## Texto para leitura
César Felício / Valor Econômico
Para Maria Hermínia Tavares de Almeida, falta
marca administrativa para a gestão Lula
As vitórias retumbantes de Hugo Motta
(Republicanos-PB) e Davi Alcolumbre (União Brasil-AP) para as presidências da
Câmara e do Senado não representam ameaça à governabilidade do presidente Luiz
Inácio Lula da Silva na etapa final de seu mandato, na visão da cientista
política Maria Hermínia Tavares de Almeida.
“O Centrão é conservador. Sempre esteve no
governo, qualquer governo, de Sarney até agora. Então não tem problema de
governabilidade, tem problema de capacidade de negociação”, diz a professora
emérita da USP e pesquisadora do Cebrap.
Maria Hermínia vê no próprio Palácio do
Planalto o principal desafio político de Lula no momento. “O problema do
governo, a meu juízo, é menos o fato de o Congresso ser majoritariamente de
direita. O problema do governo é que eu acho que ele não tem foco”, afirma.
Maria Hermínia diz que a negociação com o
Congresso Nacional seria mais fácil se o governo tivesse prioridades claras. A
impositividade do Orçamento e o crescimento do peso das emendas parlamentares,
por si só, não comprometem a ação do governo. “Eu acho que há sim espaço para
negociar, desde que o governo tenha clareza em relação ao que quer”, comenta.
O Centrão sempre esteve no governo. Não tem
problema de governabilidade, tem problema de capacidade de negociação”
Para a cientista política, falta uma marca
administrativa para a gestão de Lula, que classificou como “morna”. “O governo
é muito titubeante. Ele quer falar para uma faixa de brasileiros que está um
pouco acima da pobreza extrema, mas o que ele está dizendo de fato?”, indagou.
A seguir, os principais trechos da entrevista ao Valor:
Valor: Quais são as perspectivas de governabilidade do
presidente Luiz Inácio Lula da Silva neste fim de mandato, com o Legislativo
sob novo comando?
Maria Hermínia Tavares de
Almeida: Não
é de hoje que a que a direita predomina no Congresso Nacional. Ela sempre
predominou ali, desde a redemocratização. A maioria dos deputados sempre esteve
do centro para a direita, mesmo no segundo mandato do Lula, quando a esquerda
cresceu um pouco mais. A direita sempre foi muito pragmática, ou seja,
adaptou-se e negociou com diferentes tipos de governo. O que aconteceu a partir
de 2018 é que uma parte da direita ficou mais rígida, mais ideológica, mais
extremada. Essa parte, embora muito significativa, não é a maioria da direita.

## Tarefa
Traduza para o inglês a seguinte frase do texto para leitura: "A direita sempre foi muito pragmática, ou seja, adaptou-se e negociou com diferentes tipos de governo."

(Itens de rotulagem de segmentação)
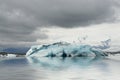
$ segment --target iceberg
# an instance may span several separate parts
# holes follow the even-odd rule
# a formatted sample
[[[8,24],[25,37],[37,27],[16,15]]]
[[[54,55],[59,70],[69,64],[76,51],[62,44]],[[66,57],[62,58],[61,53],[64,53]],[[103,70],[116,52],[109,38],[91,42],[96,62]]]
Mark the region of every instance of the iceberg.
[[[109,48],[109,40],[102,41],[100,46],[86,44],[75,44],[67,42],[56,42],[47,45],[32,46],[26,53],[27,57],[87,57],[108,56],[103,49]]]

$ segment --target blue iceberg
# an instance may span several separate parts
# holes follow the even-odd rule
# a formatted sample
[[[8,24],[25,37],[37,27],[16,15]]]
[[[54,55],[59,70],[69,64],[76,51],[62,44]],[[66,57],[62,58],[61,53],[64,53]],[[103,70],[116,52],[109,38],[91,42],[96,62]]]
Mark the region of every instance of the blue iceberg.
[[[32,46],[26,53],[27,57],[87,57],[108,56],[103,49],[109,48],[109,40],[102,41],[100,46],[57,42],[47,45]]]

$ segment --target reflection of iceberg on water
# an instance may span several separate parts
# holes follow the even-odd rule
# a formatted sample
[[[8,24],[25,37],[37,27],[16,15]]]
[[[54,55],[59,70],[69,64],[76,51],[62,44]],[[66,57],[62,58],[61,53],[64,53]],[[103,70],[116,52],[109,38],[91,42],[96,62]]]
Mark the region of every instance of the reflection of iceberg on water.
[[[85,44],[73,44],[67,42],[57,42],[48,45],[32,46],[27,52],[27,57],[87,57],[87,56],[107,56],[102,50],[109,48],[109,40],[101,46],[91,46]]]
[[[46,57],[27,57],[28,62],[35,67],[48,69],[64,69],[70,66],[88,67],[91,64],[99,62],[102,57],[73,57],[73,58],[46,58]]]

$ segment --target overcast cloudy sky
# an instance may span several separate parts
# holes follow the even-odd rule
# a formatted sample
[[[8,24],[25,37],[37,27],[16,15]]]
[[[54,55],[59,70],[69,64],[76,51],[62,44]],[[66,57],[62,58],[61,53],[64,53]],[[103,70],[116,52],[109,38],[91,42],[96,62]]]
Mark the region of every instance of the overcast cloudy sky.
[[[119,0],[0,0],[0,48],[108,38],[120,45]]]

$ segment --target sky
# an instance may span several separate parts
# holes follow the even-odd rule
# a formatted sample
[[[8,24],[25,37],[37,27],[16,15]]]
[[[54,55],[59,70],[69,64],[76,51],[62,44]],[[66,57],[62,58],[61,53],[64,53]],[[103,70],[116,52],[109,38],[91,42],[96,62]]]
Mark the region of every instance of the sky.
[[[111,38],[120,45],[119,0],[0,0],[0,49]]]

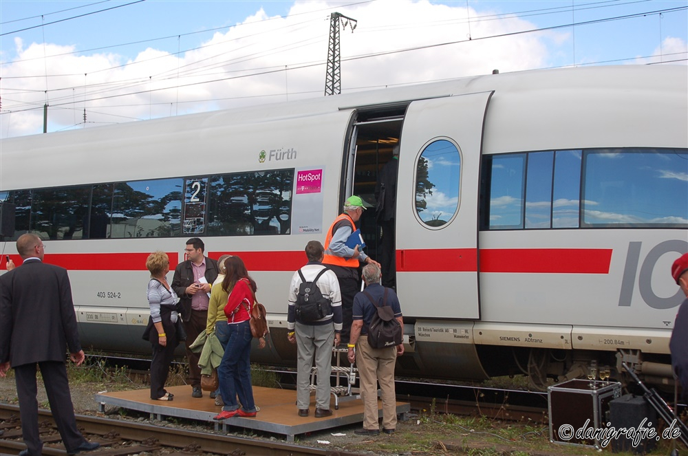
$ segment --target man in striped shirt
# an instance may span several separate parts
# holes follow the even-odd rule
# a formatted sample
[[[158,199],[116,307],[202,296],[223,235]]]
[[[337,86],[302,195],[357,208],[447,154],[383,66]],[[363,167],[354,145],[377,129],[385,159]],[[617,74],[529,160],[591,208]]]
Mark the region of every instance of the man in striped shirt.
[[[313,281],[323,269],[325,249],[317,241],[310,241],[305,246],[308,263],[300,271],[306,282]],[[322,318],[314,321],[303,321],[297,316],[297,298],[303,281],[299,271],[294,273],[289,287],[289,310],[287,314],[287,337],[289,342],[297,344],[298,353],[297,371],[297,407],[299,416],[308,416],[310,404],[310,369],[315,357],[318,371],[318,386],[316,390],[315,417],[330,416],[330,376],[332,373],[332,347],[339,343],[342,330],[341,295],[339,282],[332,270],[326,270],[318,279],[315,285],[323,296],[329,298],[332,311]]]

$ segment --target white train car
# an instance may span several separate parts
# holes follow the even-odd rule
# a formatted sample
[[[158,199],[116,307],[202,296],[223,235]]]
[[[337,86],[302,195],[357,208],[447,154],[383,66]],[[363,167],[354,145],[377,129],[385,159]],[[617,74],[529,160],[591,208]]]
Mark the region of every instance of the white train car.
[[[688,251],[685,66],[541,70],[3,140],[13,240],[67,268],[83,341],[147,353],[153,250],[241,256],[268,310],[257,360],[292,363],[287,287],[351,194],[374,205],[400,144],[400,373],[541,384],[623,353],[670,377]],[[374,211],[361,228],[379,259]],[[171,280],[171,273],[170,276]]]

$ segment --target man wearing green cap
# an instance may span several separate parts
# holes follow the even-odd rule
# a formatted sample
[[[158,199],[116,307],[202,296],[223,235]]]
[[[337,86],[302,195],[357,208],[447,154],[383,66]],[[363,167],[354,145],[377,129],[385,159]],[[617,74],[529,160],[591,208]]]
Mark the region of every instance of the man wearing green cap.
[[[332,222],[325,238],[325,258],[323,263],[336,274],[341,291],[343,344],[349,342],[349,334],[353,320],[354,296],[360,291],[359,263],[372,263],[380,268],[380,263],[361,252],[358,246],[352,249],[346,245],[347,239],[356,230],[356,222],[361,218],[364,210],[365,206],[360,197],[355,195],[349,197],[344,203],[344,212]]]

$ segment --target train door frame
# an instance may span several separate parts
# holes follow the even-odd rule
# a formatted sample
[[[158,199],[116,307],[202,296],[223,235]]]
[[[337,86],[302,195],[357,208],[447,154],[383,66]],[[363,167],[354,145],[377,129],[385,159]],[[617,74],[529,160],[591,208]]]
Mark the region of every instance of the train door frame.
[[[387,161],[380,160],[380,150],[385,151],[388,160],[391,158],[391,148],[399,143],[403,128],[405,111],[408,102],[366,107],[356,109],[352,116],[348,142],[345,148],[345,170],[340,195],[340,207],[344,200],[352,195],[361,196],[371,207],[367,208],[361,221],[357,224],[366,242],[365,252],[374,259],[379,261],[380,252],[378,246],[380,238],[379,228],[375,217],[376,202],[374,192],[378,174]],[[367,151],[361,150],[361,140],[370,142],[371,140],[362,140],[362,133],[367,138],[377,138],[374,160],[371,162],[361,160]],[[368,151],[369,152],[369,151]]]
[[[485,118],[493,91],[414,101],[409,107],[401,137],[396,208],[397,290],[419,318],[480,320],[478,191]],[[433,152],[437,144],[441,149]],[[446,144],[445,144],[446,143]],[[451,149],[454,155],[447,153]],[[428,153],[426,155],[427,152]],[[434,154],[434,155],[433,155]],[[451,159],[451,160],[450,160]],[[452,209],[434,202],[432,193],[419,197],[422,166],[435,164],[449,186],[437,188],[438,199],[453,201]],[[425,180],[430,175],[426,167]],[[453,169],[458,175],[447,170]],[[445,194],[449,189],[456,194]],[[445,193],[442,193],[442,192]],[[448,204],[448,203],[447,203]],[[438,206],[439,204],[439,206]],[[427,219],[432,215],[431,219]],[[428,303],[431,303],[431,305]]]

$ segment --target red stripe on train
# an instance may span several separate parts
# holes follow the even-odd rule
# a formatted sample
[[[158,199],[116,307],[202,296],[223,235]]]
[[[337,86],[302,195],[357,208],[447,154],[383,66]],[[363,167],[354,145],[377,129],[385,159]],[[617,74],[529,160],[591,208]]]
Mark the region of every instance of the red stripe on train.
[[[480,250],[481,272],[609,274],[610,248],[496,248]]]
[[[142,253],[47,253],[45,263],[61,266],[69,271],[145,271],[146,259],[151,254]],[[168,252],[170,268],[174,270],[179,254]],[[15,264],[21,262],[19,255],[10,255]],[[19,259],[19,261],[17,261]]]
[[[213,252],[217,259],[225,253],[241,257],[249,271],[295,271],[306,263],[303,251]],[[170,268],[180,261],[177,252],[167,252]],[[69,270],[146,270],[142,253],[50,253],[45,262]],[[399,272],[471,272],[477,268],[477,250],[414,249],[396,251]],[[19,264],[17,255],[11,255]],[[482,249],[481,272],[526,274],[609,274],[612,249],[524,248]]]
[[[477,270],[476,249],[397,250],[399,272]],[[612,249],[482,249],[481,272],[609,274]]]

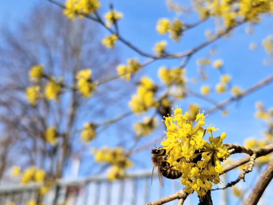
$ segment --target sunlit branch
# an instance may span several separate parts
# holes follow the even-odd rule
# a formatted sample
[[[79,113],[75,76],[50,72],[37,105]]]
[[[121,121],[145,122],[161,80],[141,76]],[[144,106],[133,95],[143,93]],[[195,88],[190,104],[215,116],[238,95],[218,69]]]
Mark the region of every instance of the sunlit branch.
[[[266,170],[252,189],[244,202],[245,204],[254,205],[259,201],[263,193],[273,179],[273,159],[269,162]]]
[[[262,156],[265,156],[273,152],[273,144],[259,147],[253,150],[253,151],[255,151],[257,154],[256,158]],[[249,155],[247,155],[231,162],[224,167],[224,169],[223,173],[220,174],[219,175],[221,175],[224,173],[226,173],[230,170],[249,162],[250,159],[250,157]],[[179,198],[179,196],[178,195],[178,193],[180,193],[180,194],[179,195],[180,196],[181,196],[181,195],[183,195],[183,196],[185,196],[185,194],[187,194],[187,193],[186,193],[183,189],[181,189],[175,193],[162,198],[154,202],[150,202],[149,203],[147,204],[146,205],[154,205],[155,204],[160,205],[178,198],[182,198],[182,197],[181,197],[180,198]]]
[[[240,96],[238,97],[232,97],[227,100],[219,103],[214,108],[209,109],[207,112],[208,113],[214,112],[219,108],[224,107],[225,106],[236,100],[238,100],[243,97],[255,91],[259,88],[271,83],[273,81],[273,75],[268,77],[265,79],[260,81],[258,83],[244,91],[243,91]]]

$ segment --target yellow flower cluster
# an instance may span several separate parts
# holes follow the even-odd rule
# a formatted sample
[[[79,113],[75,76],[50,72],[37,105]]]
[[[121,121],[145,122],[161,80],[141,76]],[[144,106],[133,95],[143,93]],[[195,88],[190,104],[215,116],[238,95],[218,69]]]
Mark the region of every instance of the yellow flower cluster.
[[[204,85],[200,88],[200,92],[202,95],[206,95],[209,94],[211,92],[211,88],[209,86]]]
[[[124,178],[125,176],[125,169],[133,165],[128,155],[121,147],[111,149],[105,147],[99,149],[95,149],[94,152],[96,162],[108,163],[113,165],[108,172],[108,178],[110,180]]]
[[[218,93],[223,93],[227,90],[227,86],[223,83],[219,83],[215,86],[215,90]]]
[[[273,35],[269,35],[262,42],[266,51],[268,55],[273,55]]]
[[[57,81],[54,77],[51,77],[45,88],[46,97],[49,100],[54,99],[56,101],[58,101],[62,87],[62,79]]]
[[[221,59],[218,59],[214,61],[213,66],[214,68],[217,69],[221,68],[224,64],[224,61]]]
[[[92,74],[91,69],[86,69],[79,71],[76,76],[78,80],[77,88],[85,98],[92,96],[93,95],[93,91],[97,89],[97,83],[92,80]]]
[[[136,113],[143,112],[155,106],[154,96],[156,90],[151,79],[145,76],[141,78],[136,94],[132,96],[129,102],[129,106],[132,111]]]
[[[177,67],[168,69],[166,67],[162,67],[158,70],[158,76],[166,85],[176,85],[184,86],[187,81],[185,76],[186,70],[184,68]]]
[[[12,176],[18,176],[21,173],[21,167],[20,166],[14,166],[12,169]]]
[[[58,140],[56,128],[54,125],[49,127],[46,131],[45,137],[47,142],[55,145]]]
[[[169,32],[170,37],[177,41],[183,34],[183,22],[177,19],[171,22],[167,18],[162,18],[158,21],[156,30],[160,34]]]
[[[177,107],[174,113],[164,117],[167,132],[161,144],[166,146],[167,152],[170,151],[167,161],[182,173],[181,183],[186,191],[196,191],[199,196],[204,196],[213,184],[219,183],[219,174],[224,170],[221,162],[230,156],[223,142],[226,134],[223,132],[214,138],[212,131],[218,129],[211,125],[204,129],[204,113],[196,115],[194,127],[188,112],[183,115],[182,109]],[[203,138],[206,132],[211,135],[208,142]],[[181,160],[178,163],[179,159]]]
[[[120,65],[117,68],[118,75],[126,81],[131,79],[132,73],[136,74],[141,67],[137,58],[128,59],[127,62],[128,65]]]
[[[40,81],[43,76],[44,67],[44,65],[43,64],[33,66],[29,73],[29,80],[35,82]]]
[[[64,14],[67,18],[76,20],[75,15],[82,18],[84,14],[96,12],[101,7],[99,0],[67,0]]]
[[[42,182],[44,181],[46,173],[43,169],[39,169],[33,166],[24,170],[23,172],[21,182],[27,184],[31,181],[37,182]]]
[[[123,15],[121,13],[114,10],[111,10],[104,15],[104,18],[106,20],[106,24],[108,27],[114,25],[117,22],[123,17]]]
[[[156,117],[145,117],[143,122],[138,122],[134,125],[134,129],[138,137],[149,134],[158,124]]]
[[[221,18],[228,28],[236,25],[236,22],[243,21],[257,22],[260,14],[272,12],[271,0],[242,0],[239,2],[228,0],[209,1],[194,0],[193,7],[199,16],[205,19],[209,16]]]
[[[165,52],[166,45],[167,45],[167,41],[162,41],[156,44],[153,50],[155,51],[158,56],[161,57]]]
[[[96,125],[93,123],[86,123],[81,133],[81,140],[86,143],[88,143],[94,139],[96,135]]]
[[[30,86],[26,88],[26,98],[31,105],[36,105],[37,100],[41,96],[40,92],[40,89],[39,86],[36,85]]]
[[[115,34],[111,36],[107,36],[103,39],[101,42],[107,48],[113,48],[118,38],[117,36]]]

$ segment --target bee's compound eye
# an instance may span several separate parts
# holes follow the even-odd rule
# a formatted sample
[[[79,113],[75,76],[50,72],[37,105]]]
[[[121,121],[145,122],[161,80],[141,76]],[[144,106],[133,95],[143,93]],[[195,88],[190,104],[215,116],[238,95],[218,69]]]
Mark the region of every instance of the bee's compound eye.
[[[160,152],[160,150],[159,149],[158,149],[157,150],[156,150],[156,151],[155,152],[155,153],[156,154],[158,154]]]

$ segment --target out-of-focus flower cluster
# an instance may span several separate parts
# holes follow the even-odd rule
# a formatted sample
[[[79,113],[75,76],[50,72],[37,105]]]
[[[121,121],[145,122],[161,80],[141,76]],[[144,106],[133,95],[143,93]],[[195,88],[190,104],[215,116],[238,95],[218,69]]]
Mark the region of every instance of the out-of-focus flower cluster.
[[[82,18],[84,14],[96,12],[101,5],[99,0],[67,0],[64,14],[68,18],[75,20],[75,16]]]
[[[129,102],[129,106],[133,112],[139,113],[146,111],[156,105],[154,98],[157,88],[151,79],[143,77],[139,83],[136,93]]]
[[[93,152],[96,162],[112,165],[108,173],[110,180],[124,178],[126,176],[126,169],[133,165],[128,153],[121,147],[111,149],[105,147],[100,149],[94,149]]]
[[[182,109],[177,107],[173,115],[164,117],[167,132],[161,142],[167,152],[170,151],[168,162],[182,173],[181,183],[185,191],[196,191],[200,196],[219,183],[219,174],[224,170],[221,162],[230,156],[223,143],[225,133],[213,137],[213,131],[218,129],[211,125],[203,128],[205,117],[204,113],[198,114],[194,126],[190,114],[183,114]],[[206,132],[211,135],[208,141],[203,139]],[[178,163],[179,159],[181,160]]]
[[[194,0],[192,2],[201,18],[213,16],[220,19],[227,28],[234,26],[240,21],[257,22],[260,20],[260,14],[273,10],[273,3],[270,0],[242,0],[238,2],[226,0]]]
[[[117,68],[119,75],[126,81],[130,80],[132,74],[136,74],[141,67],[138,59],[136,58],[128,59],[127,62],[128,65],[120,65]]]
[[[177,42],[183,34],[183,22],[177,19],[171,22],[168,18],[162,18],[158,22],[156,30],[160,34],[168,33],[170,37]]]

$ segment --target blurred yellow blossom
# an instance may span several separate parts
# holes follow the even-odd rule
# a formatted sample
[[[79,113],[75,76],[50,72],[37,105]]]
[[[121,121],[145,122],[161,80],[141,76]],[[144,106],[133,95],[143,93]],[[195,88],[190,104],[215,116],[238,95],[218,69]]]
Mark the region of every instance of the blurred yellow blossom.
[[[222,93],[227,90],[227,87],[225,84],[220,83],[216,85],[215,86],[215,90],[219,93]]]
[[[160,34],[167,33],[170,27],[170,23],[167,18],[162,18],[158,20],[156,26],[156,30]]]
[[[100,7],[99,0],[67,0],[64,14],[75,20],[75,15],[82,18],[84,14],[95,12]]]
[[[76,76],[77,80],[77,86],[80,92],[85,98],[93,96],[93,92],[97,89],[97,83],[92,80],[91,69],[80,71]]]
[[[49,100],[54,98],[56,101],[58,101],[62,86],[62,79],[58,81],[54,77],[50,77],[45,88],[46,97]]]
[[[220,76],[220,82],[223,83],[228,83],[231,79],[231,76],[229,74],[225,74]]]
[[[113,48],[118,39],[118,37],[115,34],[111,36],[107,36],[103,39],[102,43],[107,48]]]
[[[32,180],[34,177],[36,169],[35,166],[33,166],[24,170],[21,179],[21,183],[27,184]]]
[[[106,20],[106,24],[108,27],[115,24],[116,22],[123,17],[123,14],[114,10],[111,10],[104,15]]]
[[[238,97],[242,94],[242,90],[240,87],[238,86],[232,86],[231,89],[231,92],[236,97]]]
[[[165,52],[166,45],[167,41],[162,41],[157,43],[153,50],[156,52],[158,56],[161,56]]]
[[[35,82],[41,80],[44,75],[44,67],[43,64],[35,65],[32,66],[29,71],[29,80]]]
[[[120,65],[117,68],[118,74],[120,77],[126,81],[130,80],[132,74],[136,74],[141,67],[137,58],[128,59],[127,62],[128,65]]]
[[[94,139],[96,135],[96,128],[95,125],[93,123],[86,123],[84,129],[81,132],[81,140],[88,143]]]
[[[39,86],[35,85],[31,86],[26,88],[26,98],[31,105],[36,105],[37,100],[41,96],[40,92],[40,89]]]
[[[12,169],[12,176],[17,176],[21,173],[21,167],[20,166],[14,166]]]
[[[58,138],[55,126],[52,125],[47,129],[45,134],[45,137],[46,140],[48,142],[54,145],[57,144]]]
[[[221,59],[218,59],[213,62],[213,67],[214,68],[219,68],[223,66],[224,61]]]

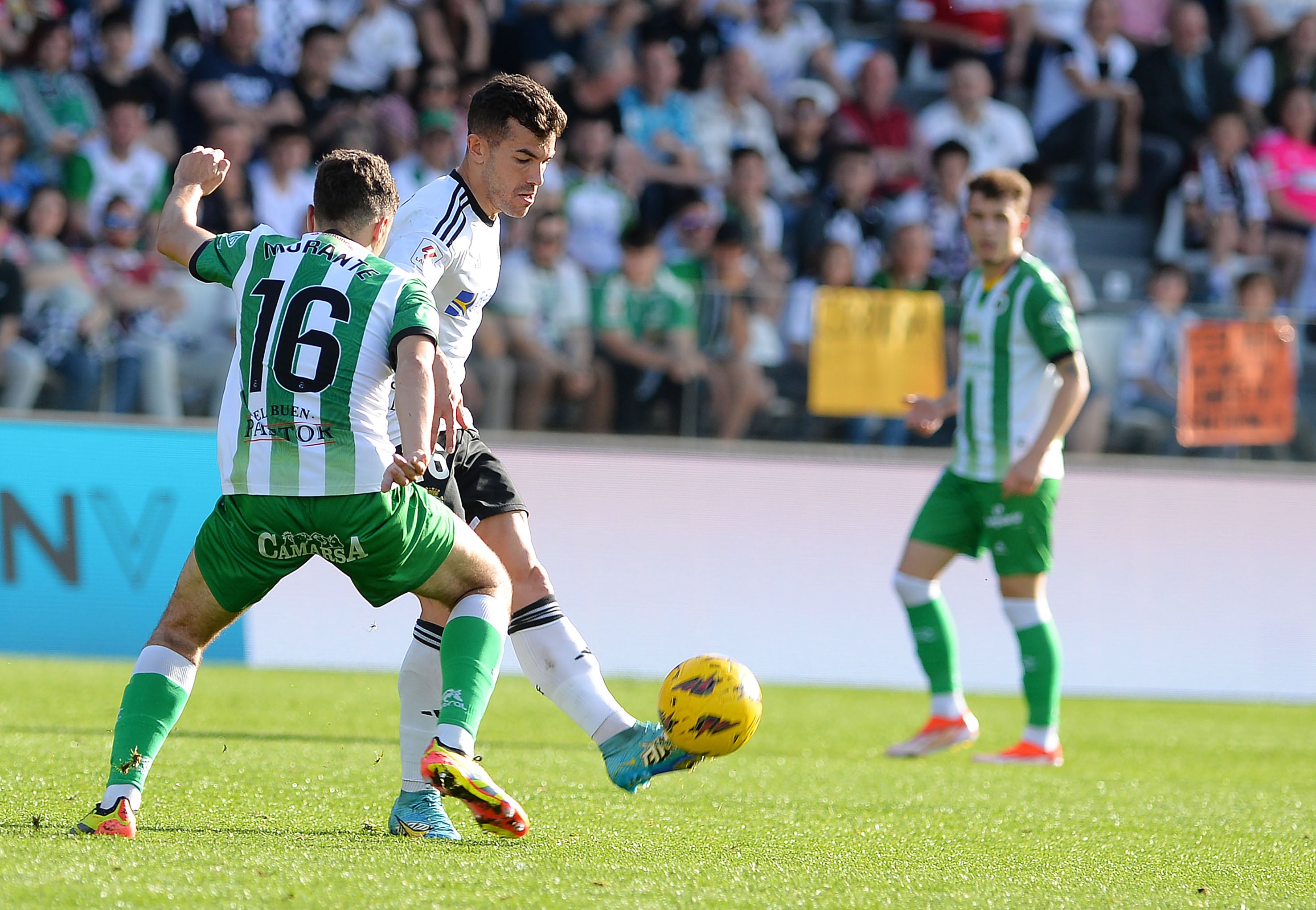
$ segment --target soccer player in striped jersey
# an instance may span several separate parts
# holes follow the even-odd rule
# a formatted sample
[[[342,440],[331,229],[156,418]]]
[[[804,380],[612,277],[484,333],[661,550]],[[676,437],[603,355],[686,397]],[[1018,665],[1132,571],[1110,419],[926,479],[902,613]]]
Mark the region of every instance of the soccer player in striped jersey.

## Resposta completa
The right has always been very pragmatic; that is, it adapted and negotiated with different kinds of government.